» **TASK TO CARRY OUT**:
Copy the entries from the line containing "Target: <item>forest floor</item>" through the line containing "POLYGON ((0 449, 297", changing "dry grass" to "withered grass" and keeping everything else identical. Return only those lines.

» **DATA TO USE**:
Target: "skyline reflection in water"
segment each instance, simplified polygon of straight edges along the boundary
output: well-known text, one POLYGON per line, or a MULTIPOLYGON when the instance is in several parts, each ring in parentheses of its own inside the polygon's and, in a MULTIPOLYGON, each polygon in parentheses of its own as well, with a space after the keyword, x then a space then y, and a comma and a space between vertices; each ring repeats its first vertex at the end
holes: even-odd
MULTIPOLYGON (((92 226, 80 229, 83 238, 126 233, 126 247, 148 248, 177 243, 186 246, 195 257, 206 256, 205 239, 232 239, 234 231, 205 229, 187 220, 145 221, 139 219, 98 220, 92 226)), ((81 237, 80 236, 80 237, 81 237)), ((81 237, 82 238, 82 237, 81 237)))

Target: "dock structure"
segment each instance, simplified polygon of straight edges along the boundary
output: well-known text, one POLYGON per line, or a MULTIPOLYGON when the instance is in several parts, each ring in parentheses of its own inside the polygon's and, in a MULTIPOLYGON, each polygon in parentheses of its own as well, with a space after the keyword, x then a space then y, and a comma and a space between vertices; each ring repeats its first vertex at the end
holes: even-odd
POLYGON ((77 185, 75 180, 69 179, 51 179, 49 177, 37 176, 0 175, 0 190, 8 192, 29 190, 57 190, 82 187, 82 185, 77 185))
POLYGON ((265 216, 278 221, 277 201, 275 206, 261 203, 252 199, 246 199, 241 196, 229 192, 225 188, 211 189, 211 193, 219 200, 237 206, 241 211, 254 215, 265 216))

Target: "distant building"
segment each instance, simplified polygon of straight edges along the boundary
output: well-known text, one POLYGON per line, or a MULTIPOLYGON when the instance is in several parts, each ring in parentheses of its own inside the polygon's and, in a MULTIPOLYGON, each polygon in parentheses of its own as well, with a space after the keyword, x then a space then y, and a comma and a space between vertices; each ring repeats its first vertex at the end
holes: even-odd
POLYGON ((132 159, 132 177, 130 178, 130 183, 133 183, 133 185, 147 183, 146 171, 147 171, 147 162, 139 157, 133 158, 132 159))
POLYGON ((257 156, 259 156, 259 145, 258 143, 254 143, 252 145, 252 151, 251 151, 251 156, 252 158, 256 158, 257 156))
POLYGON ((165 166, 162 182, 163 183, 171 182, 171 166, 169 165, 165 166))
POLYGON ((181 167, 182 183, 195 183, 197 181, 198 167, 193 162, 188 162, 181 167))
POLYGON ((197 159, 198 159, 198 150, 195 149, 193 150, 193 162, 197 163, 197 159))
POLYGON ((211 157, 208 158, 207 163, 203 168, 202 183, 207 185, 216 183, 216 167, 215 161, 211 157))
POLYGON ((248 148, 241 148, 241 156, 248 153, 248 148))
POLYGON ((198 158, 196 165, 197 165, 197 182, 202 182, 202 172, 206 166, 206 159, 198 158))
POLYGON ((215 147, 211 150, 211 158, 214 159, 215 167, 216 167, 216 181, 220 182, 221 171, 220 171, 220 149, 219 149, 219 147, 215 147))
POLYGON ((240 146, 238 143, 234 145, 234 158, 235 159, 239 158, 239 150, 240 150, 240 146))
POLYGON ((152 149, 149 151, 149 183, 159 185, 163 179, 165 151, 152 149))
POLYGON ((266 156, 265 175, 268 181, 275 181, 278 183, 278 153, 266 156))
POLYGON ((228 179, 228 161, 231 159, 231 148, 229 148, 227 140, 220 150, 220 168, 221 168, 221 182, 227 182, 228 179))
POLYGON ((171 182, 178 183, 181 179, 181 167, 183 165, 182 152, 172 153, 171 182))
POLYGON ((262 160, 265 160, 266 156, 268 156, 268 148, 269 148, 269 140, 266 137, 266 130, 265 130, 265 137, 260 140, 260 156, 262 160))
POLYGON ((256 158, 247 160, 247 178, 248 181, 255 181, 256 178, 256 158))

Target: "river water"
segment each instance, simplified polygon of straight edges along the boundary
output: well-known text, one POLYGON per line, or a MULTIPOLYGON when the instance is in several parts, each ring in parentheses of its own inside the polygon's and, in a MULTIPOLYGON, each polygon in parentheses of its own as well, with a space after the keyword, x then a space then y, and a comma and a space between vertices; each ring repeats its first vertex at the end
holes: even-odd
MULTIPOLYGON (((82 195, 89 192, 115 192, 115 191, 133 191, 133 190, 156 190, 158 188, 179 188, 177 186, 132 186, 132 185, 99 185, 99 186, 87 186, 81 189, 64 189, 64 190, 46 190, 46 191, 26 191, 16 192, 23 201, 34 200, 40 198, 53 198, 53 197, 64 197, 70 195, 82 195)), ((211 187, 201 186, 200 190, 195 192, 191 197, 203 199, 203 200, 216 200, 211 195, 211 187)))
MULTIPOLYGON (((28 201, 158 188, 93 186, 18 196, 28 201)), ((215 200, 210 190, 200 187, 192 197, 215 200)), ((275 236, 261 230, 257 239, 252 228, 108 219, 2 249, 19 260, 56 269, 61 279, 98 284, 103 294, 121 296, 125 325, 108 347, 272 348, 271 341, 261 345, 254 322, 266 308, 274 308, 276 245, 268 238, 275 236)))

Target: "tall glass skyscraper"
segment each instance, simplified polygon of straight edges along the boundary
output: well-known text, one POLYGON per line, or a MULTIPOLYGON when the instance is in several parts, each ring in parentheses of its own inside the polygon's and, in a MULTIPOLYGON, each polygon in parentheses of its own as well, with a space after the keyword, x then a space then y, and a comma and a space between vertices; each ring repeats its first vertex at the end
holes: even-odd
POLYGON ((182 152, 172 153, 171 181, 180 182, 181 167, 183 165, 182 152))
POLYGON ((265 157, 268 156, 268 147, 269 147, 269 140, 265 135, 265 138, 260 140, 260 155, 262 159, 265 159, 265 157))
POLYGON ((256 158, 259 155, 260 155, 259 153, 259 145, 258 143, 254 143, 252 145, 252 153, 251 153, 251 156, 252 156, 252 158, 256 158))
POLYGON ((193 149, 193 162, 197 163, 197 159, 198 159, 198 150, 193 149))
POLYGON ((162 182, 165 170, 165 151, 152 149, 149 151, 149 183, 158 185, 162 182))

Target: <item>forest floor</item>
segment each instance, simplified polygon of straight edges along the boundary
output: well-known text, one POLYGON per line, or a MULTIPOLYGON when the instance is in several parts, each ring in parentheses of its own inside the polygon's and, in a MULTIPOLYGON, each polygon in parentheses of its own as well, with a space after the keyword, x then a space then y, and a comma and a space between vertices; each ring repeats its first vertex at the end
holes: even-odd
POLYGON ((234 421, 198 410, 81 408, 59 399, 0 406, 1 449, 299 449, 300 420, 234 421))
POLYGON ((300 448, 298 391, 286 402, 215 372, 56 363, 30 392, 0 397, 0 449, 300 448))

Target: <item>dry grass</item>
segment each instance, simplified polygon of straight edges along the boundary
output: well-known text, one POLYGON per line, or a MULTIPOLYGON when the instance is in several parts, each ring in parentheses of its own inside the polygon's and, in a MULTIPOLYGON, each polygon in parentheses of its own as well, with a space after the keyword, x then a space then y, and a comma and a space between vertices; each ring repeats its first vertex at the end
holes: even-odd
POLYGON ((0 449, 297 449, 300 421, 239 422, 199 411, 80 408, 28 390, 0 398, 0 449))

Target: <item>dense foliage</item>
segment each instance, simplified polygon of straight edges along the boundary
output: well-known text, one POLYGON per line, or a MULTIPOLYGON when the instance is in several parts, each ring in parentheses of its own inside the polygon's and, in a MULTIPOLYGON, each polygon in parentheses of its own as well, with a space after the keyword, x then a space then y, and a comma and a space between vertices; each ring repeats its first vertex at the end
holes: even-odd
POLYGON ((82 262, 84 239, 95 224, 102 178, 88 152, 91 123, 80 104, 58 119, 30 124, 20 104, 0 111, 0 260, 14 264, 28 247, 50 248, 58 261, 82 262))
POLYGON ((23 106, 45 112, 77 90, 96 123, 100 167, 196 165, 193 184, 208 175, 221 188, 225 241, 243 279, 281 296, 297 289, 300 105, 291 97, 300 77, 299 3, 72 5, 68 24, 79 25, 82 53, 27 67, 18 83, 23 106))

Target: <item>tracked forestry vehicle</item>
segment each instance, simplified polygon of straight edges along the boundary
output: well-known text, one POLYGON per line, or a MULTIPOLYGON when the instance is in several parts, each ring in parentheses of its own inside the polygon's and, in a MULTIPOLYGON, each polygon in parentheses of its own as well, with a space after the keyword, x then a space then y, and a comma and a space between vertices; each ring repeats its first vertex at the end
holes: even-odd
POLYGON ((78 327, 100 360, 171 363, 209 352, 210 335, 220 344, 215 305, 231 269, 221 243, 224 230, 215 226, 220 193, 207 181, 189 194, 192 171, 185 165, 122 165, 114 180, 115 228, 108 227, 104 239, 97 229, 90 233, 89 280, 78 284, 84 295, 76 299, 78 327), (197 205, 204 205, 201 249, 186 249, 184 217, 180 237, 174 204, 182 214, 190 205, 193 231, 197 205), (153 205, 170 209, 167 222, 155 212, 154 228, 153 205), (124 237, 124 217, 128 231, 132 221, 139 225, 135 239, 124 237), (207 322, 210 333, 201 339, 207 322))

---

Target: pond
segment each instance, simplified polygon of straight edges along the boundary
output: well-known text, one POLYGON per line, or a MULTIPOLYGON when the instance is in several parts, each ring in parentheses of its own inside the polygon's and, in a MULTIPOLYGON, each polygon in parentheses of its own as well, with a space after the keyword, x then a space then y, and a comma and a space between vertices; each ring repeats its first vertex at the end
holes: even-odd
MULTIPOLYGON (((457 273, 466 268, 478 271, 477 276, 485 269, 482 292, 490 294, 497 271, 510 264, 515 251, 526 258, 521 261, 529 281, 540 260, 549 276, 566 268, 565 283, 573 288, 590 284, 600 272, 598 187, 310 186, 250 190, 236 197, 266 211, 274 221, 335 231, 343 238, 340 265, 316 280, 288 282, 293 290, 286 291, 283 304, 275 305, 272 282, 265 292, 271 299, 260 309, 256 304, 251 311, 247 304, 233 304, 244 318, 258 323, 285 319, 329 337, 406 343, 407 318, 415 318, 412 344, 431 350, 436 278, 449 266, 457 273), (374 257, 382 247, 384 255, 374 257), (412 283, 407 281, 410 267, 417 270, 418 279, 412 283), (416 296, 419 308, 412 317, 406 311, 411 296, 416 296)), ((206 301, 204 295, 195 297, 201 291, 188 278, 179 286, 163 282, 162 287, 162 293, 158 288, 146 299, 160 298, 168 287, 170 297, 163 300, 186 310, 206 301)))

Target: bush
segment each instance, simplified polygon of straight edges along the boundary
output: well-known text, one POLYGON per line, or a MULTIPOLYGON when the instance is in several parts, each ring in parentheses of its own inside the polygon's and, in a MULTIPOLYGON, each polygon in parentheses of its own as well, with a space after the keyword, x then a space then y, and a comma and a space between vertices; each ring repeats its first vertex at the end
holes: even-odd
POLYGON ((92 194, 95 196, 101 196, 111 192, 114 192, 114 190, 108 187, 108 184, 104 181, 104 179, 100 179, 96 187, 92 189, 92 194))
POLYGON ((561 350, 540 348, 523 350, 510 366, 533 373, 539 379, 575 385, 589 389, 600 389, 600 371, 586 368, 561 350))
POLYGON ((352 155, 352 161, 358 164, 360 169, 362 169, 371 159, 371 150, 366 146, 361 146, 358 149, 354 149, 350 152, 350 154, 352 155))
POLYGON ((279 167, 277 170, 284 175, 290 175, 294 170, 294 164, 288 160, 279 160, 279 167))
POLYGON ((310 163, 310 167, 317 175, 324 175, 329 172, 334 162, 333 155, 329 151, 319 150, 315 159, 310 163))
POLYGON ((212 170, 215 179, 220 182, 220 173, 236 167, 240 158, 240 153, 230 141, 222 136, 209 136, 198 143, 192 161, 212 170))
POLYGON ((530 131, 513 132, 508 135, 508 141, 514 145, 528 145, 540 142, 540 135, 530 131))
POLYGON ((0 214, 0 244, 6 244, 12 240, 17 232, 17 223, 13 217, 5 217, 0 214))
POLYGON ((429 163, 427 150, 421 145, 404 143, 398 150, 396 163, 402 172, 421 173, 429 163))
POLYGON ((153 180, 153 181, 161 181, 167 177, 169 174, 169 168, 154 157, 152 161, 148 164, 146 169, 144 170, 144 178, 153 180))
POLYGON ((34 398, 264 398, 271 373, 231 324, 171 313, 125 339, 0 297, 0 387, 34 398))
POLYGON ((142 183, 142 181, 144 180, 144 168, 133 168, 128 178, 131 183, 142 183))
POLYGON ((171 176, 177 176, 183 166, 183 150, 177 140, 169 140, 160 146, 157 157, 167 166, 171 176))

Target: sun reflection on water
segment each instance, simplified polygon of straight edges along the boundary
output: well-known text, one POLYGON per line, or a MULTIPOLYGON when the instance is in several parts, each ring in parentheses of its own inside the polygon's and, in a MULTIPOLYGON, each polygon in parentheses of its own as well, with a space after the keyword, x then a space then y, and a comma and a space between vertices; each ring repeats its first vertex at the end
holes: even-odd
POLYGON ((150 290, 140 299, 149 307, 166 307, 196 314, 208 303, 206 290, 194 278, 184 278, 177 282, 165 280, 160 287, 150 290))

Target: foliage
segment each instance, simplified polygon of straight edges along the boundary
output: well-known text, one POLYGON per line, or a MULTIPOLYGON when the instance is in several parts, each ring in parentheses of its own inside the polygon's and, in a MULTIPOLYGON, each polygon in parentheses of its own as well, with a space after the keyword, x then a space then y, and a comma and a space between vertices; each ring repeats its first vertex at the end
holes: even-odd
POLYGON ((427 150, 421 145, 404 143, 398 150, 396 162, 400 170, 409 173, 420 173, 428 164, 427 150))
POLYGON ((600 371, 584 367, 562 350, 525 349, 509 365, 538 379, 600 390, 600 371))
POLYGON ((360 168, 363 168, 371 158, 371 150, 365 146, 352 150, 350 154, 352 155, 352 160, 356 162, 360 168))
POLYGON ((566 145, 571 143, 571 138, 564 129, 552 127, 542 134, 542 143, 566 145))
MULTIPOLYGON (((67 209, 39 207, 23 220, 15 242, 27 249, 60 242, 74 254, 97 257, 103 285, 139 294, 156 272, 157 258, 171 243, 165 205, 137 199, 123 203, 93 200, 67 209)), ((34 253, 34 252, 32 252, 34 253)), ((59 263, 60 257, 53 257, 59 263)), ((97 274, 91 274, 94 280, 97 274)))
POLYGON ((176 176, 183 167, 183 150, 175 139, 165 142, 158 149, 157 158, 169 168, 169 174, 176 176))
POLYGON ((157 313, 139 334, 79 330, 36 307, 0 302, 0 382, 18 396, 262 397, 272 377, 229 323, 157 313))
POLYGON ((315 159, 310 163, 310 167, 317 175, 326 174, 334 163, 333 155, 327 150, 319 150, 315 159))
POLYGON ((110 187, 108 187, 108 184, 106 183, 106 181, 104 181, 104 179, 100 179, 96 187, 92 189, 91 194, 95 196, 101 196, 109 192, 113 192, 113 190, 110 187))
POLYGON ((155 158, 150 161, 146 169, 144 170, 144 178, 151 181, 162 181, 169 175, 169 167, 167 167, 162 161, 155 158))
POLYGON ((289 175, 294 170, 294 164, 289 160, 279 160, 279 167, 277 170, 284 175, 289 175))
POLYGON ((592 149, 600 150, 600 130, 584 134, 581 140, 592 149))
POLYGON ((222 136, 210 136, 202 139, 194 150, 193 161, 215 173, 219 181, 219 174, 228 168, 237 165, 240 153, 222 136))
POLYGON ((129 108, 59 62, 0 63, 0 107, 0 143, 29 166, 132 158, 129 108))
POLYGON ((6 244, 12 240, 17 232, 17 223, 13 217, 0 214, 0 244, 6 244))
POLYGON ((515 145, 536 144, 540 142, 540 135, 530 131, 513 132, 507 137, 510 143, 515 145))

» **TASK OUTPUT**:
Target: <item>forest floor</item>
segment each instance, simplified polygon of straight edges along the boundary
output: well-known text, one POLYGON per line, or a MULTIPOLYGON when the instance is in several parts, each ring in parentheses of its own inside the polygon's and, in a MULTIPOLYGON, each polygon in parentheses of its own as well, with a space after the keyword, x then a space then y, and a comma and a space between vertices; each ring repeats its first vertex at the end
holes: even-odd
POLYGON ((234 421, 198 410, 81 408, 59 399, 0 406, 1 449, 299 449, 300 420, 234 421))
POLYGON ((300 448, 298 391, 286 402, 215 372, 56 363, 30 392, 0 397, 0 449, 300 448))

Target: <item>withered grass</item>
segment each instance, simplified polygon of straight edges along the boundary
output: well-known text, one POLYGON per line, or a MULTIPOLYGON when the instance is in several parts, each ring in parentheses of its own inside the polygon's and, in a MULTIPOLYGON, each polygon in parentheses of its own as well, with a space after the keyword, x then a space then y, and a comma and a space between vertices; each ring repeats its first vertex at the end
holes: even-odd
POLYGON ((0 449, 297 449, 300 421, 239 422, 199 411, 80 408, 28 390, 0 398, 0 449))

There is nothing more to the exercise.